Evelyn, in contrasting her talents and
character with those of the Duchess of
Newcastle, to whom she had lately been
introduced, gives Orinda the palm. "The
duchess is an original. I hope she may
never have a copy. Never did I see a
woman so full of herself, so amazingly vain
and ambitious. What contrary miracles
does our age produce! This lady, and Mrs.
Katherine Phillips."  The poems of "the
matchless Orinda" were circulated in
manuscript among her friends, and some
speculative and dishonest bookseller, having
contrived to procure copies of them, published
them without her knowledge. The law of
copyright was neither very clear nor very
stringent in those days (Shakespeare's
sonnets were printed without his consent),
and instead of suing the printer or the
publisher for this breach of the eighth
commandment, Mrs. Phillips was driven to the
necessity of publishing her poems herself.

Items in a dataset:
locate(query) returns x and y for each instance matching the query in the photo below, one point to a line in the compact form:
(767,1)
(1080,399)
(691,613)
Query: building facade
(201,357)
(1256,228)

==

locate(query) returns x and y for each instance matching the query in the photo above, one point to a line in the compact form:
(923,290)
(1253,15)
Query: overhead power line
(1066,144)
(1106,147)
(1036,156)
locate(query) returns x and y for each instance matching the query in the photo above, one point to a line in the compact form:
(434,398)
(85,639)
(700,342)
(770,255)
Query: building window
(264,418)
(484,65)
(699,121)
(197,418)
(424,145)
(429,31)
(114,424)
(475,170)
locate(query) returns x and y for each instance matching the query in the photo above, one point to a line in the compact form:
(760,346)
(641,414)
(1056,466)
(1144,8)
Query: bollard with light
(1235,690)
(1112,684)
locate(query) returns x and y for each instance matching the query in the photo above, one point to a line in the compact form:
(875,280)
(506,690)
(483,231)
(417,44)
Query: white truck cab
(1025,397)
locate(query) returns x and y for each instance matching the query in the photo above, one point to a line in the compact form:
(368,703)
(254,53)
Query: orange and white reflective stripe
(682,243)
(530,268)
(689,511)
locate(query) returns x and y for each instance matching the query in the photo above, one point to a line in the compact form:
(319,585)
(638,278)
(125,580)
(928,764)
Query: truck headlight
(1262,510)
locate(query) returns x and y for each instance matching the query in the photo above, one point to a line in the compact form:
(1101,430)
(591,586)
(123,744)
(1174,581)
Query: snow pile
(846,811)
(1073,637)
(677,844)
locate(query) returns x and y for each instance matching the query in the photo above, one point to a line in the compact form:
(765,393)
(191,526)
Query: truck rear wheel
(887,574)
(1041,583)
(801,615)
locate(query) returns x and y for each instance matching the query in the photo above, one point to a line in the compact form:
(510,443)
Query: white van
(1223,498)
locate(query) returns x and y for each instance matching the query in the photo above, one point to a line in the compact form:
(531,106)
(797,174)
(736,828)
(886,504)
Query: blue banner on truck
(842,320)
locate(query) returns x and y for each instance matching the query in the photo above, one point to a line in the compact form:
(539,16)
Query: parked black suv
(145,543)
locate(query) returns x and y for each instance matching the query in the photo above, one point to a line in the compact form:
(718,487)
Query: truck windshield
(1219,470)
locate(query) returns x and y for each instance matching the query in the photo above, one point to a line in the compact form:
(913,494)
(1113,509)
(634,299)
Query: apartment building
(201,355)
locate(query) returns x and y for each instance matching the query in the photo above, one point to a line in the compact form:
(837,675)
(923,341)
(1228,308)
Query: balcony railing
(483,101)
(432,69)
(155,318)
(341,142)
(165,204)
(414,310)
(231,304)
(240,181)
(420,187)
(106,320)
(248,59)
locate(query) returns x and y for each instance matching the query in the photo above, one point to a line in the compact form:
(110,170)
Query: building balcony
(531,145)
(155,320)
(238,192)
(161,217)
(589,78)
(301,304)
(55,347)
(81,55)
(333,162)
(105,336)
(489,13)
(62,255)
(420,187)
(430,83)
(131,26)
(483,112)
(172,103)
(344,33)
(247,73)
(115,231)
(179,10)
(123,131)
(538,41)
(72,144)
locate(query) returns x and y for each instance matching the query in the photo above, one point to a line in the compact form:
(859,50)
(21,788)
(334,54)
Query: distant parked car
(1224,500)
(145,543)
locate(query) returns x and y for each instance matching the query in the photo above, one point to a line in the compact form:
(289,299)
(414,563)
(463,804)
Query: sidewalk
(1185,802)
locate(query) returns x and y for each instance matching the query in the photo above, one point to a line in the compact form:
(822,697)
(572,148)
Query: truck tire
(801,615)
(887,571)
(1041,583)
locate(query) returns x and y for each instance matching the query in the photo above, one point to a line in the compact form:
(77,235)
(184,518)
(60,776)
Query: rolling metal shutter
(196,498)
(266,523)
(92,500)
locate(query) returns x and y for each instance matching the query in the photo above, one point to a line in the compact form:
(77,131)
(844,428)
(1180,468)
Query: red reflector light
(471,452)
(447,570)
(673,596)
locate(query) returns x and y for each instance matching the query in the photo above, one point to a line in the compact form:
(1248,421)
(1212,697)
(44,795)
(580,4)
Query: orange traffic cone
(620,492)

--

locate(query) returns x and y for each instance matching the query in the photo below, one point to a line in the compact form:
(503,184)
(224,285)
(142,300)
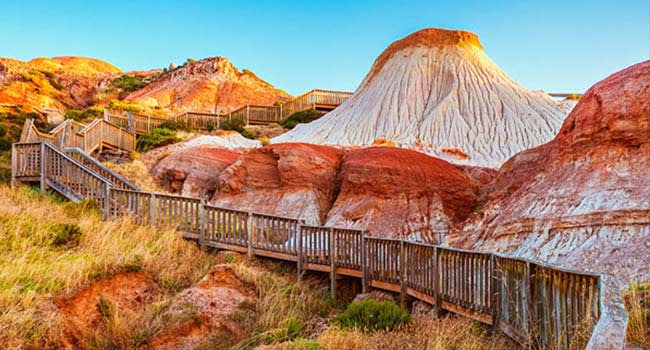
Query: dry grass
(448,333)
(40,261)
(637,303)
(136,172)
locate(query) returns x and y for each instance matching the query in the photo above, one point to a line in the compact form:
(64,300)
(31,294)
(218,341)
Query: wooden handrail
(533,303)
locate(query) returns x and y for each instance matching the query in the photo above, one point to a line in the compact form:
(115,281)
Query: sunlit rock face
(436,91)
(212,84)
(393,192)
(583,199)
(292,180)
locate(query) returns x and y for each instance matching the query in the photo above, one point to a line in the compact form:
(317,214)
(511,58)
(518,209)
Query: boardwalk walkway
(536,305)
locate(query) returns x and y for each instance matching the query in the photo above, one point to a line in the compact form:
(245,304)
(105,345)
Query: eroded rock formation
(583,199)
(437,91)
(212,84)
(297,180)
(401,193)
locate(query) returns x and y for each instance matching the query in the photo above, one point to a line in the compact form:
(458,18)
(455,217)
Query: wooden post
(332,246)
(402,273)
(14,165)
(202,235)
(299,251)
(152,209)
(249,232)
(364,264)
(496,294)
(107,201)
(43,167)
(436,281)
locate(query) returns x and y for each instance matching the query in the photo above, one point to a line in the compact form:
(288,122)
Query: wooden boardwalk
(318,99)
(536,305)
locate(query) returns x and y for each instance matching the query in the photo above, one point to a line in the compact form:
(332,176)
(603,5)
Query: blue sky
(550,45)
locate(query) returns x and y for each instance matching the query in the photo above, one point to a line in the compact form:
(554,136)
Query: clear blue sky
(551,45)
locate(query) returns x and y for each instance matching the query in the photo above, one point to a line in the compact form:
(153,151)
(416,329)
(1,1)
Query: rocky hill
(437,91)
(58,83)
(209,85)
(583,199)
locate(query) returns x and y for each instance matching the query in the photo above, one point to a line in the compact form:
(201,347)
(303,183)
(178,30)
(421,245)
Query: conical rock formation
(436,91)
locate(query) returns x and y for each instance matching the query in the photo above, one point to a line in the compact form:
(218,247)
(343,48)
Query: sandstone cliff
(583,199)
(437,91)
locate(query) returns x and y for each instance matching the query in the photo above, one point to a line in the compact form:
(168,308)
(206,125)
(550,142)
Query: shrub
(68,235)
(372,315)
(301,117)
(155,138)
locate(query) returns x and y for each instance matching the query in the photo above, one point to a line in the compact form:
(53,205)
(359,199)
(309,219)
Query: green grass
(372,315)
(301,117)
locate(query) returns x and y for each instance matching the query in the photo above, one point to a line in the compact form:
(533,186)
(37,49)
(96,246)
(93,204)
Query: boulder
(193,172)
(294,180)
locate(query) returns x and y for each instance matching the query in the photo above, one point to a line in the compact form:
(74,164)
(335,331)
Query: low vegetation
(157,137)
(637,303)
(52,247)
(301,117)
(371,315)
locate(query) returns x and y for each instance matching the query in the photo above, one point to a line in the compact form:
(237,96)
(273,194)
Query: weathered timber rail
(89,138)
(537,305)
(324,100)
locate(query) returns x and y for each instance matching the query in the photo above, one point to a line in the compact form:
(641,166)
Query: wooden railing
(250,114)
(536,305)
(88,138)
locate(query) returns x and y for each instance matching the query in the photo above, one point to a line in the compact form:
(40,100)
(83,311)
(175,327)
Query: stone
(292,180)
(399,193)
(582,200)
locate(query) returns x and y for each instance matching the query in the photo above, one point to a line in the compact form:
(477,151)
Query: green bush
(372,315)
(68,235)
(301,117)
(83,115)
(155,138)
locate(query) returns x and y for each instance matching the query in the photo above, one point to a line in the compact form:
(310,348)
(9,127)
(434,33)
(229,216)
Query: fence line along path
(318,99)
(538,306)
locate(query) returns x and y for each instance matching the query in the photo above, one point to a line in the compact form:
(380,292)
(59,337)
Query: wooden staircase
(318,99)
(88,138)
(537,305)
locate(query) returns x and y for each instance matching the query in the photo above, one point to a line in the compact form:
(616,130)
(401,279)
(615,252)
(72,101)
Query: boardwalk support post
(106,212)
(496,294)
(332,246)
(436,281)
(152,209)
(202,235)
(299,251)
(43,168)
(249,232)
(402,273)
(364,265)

Task details:
Reproduce the passage about Katherine Phillips word for word between "Evelyn, in contrasting" and "lady, and Mrs.", inclusive. The dataset material is separate from the passage about Katherine Phillips.

Exercise output:
Evelyn, in contrasting her talents and
character with those of the Duchess of
Newcastle, to whom she had lately been
introduced, gives Orinda the palm. "The
duchess is an original. I hope she may
never have a copy. Never did I see a
woman so full of herself, so amazingly vain
and ambitious. What contrary miracles
does our age produce! This lady, and Mrs.